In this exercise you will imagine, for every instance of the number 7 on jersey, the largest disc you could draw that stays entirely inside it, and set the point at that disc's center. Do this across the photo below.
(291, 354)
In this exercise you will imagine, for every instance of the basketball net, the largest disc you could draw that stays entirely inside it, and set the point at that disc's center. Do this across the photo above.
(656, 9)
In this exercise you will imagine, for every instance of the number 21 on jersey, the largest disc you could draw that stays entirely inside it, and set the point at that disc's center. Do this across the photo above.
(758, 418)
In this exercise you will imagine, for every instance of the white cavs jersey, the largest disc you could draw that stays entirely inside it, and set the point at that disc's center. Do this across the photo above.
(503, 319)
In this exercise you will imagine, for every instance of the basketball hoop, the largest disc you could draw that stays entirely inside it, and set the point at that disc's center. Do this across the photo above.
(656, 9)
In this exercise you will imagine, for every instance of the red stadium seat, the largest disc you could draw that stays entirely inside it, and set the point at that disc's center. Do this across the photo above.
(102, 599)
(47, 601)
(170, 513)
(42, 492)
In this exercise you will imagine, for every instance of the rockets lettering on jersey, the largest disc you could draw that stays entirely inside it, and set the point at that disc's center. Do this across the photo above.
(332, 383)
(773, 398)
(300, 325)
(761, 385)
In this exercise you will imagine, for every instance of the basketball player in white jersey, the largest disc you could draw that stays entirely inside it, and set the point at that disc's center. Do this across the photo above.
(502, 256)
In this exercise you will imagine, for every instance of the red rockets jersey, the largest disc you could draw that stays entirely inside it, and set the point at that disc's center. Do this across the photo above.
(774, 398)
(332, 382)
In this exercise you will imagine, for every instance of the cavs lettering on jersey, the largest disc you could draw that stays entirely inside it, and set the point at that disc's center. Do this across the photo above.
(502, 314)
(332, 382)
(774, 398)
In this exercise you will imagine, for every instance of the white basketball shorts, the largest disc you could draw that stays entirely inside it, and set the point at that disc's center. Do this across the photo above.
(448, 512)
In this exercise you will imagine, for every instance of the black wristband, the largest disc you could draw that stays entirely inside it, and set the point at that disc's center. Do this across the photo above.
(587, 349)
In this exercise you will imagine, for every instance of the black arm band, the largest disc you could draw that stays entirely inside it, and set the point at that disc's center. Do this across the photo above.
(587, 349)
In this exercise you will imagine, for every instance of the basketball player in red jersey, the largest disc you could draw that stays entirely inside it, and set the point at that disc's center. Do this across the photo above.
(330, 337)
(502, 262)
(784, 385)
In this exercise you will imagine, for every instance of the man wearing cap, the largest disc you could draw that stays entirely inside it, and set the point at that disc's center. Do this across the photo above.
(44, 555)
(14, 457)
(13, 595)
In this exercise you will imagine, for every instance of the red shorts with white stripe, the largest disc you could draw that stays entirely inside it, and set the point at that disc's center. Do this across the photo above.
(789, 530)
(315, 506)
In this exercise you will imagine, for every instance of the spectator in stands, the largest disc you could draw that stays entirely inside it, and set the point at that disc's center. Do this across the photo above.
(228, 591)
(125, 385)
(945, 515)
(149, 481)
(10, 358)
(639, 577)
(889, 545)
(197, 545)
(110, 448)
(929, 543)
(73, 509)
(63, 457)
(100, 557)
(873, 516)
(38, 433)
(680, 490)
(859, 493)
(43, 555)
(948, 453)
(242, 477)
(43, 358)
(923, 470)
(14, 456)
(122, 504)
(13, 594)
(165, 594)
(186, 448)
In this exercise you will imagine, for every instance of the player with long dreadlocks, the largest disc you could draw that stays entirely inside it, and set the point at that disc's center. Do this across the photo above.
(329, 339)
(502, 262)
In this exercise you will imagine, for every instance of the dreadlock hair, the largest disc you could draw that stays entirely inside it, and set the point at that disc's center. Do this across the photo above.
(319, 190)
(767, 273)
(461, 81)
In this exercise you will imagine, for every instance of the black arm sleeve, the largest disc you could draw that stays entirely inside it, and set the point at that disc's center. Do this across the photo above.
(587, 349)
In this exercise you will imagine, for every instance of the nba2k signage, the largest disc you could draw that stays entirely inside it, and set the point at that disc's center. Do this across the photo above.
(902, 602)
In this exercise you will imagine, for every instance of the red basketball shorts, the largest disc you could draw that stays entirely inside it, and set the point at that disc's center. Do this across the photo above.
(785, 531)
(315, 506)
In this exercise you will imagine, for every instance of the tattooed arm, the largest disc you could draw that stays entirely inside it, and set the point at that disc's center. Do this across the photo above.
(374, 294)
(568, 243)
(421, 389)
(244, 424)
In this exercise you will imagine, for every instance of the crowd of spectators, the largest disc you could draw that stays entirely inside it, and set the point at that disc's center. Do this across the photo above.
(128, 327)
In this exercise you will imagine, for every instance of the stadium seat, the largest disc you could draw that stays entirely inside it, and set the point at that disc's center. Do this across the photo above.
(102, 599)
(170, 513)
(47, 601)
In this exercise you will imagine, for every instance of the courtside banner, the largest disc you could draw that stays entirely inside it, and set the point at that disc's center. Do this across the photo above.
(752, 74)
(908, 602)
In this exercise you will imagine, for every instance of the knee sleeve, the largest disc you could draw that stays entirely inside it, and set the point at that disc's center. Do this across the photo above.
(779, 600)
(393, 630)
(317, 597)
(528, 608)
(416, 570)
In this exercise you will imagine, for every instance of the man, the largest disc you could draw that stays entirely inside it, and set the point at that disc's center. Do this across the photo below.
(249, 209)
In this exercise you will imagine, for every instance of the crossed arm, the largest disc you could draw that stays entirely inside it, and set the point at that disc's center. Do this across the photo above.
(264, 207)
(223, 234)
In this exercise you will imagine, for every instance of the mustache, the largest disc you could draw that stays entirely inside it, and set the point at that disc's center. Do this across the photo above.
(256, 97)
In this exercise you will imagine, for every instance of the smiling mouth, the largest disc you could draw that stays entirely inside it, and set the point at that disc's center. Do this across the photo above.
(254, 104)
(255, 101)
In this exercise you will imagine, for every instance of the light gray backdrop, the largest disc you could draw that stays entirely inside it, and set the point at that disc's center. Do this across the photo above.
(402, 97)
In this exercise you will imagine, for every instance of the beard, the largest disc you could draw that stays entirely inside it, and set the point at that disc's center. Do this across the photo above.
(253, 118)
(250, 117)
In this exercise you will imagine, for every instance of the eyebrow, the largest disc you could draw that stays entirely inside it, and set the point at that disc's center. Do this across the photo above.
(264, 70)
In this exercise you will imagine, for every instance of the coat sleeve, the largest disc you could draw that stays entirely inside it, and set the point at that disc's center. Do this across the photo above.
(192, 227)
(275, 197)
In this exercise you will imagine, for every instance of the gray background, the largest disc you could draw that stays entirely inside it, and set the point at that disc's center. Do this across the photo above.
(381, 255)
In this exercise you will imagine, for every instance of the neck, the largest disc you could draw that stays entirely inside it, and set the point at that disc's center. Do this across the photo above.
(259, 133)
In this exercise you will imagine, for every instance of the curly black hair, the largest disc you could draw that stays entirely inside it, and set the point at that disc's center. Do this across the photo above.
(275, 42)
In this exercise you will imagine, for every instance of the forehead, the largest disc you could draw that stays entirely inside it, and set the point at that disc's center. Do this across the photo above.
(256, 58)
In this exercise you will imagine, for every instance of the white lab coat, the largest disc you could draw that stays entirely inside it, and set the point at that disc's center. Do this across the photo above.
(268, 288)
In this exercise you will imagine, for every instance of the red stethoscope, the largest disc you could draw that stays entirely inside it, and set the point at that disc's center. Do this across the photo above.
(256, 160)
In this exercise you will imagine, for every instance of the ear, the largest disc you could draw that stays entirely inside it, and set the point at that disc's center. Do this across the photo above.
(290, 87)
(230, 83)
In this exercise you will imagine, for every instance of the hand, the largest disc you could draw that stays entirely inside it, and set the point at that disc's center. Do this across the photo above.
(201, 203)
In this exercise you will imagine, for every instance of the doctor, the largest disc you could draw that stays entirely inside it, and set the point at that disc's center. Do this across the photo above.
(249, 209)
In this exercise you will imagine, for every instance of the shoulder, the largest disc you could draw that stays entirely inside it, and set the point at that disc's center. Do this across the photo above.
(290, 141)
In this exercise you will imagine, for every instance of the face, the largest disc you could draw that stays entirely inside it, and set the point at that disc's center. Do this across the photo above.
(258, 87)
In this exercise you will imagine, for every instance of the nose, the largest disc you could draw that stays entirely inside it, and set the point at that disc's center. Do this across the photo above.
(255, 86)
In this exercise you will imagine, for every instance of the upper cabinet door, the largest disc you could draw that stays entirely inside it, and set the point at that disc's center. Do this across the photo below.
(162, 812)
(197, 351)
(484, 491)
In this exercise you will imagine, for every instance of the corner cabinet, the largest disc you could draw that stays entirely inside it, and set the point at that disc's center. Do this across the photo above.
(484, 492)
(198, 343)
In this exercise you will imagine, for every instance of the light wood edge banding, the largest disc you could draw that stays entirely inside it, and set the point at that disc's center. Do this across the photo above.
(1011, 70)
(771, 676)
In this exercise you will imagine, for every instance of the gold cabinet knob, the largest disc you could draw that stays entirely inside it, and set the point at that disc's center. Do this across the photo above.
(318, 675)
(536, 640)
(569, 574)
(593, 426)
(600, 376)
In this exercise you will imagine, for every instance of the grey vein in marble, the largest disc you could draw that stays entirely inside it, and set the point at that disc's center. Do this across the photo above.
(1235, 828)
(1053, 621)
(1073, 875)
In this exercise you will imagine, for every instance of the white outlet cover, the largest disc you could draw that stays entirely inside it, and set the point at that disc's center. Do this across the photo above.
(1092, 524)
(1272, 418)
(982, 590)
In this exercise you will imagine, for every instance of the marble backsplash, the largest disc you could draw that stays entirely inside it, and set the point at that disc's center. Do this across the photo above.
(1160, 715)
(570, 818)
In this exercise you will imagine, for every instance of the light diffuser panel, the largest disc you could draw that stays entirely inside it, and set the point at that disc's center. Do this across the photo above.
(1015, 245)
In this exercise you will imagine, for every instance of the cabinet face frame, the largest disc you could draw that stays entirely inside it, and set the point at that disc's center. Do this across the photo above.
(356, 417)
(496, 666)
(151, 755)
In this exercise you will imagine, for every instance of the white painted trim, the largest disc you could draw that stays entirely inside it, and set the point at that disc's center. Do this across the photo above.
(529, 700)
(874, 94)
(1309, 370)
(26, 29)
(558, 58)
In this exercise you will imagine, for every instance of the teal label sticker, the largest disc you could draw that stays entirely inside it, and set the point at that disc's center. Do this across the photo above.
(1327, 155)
--------------------
*WHAT NEEDS TO BE DONE:* Output exactly the lines from the one containing "of the cabinet" through the last line of the entries, both ends included.

*THE ANSWER:*
In this exercise you will imagine, for every instance of the cabinet face frame, the largest disc you could draw that stays entirely inside it, and set the point at that disc's center. Do this across the photo above.
(356, 417)
(496, 666)
(151, 755)
In this exercise you will imagine, for every instance of the white painted trim, the largest disc you could draw that stays entirely inside it, and set the point at that disc's center. Do this across the photo above.
(529, 700)
(874, 94)
(1309, 370)
(26, 29)
(558, 58)
In this exercise you will imagine, for every instance of the teal label sticker, the largest disc you could draw that stays entirely inside it, and set the point at that disc's center. Do this across the photo above.
(1327, 155)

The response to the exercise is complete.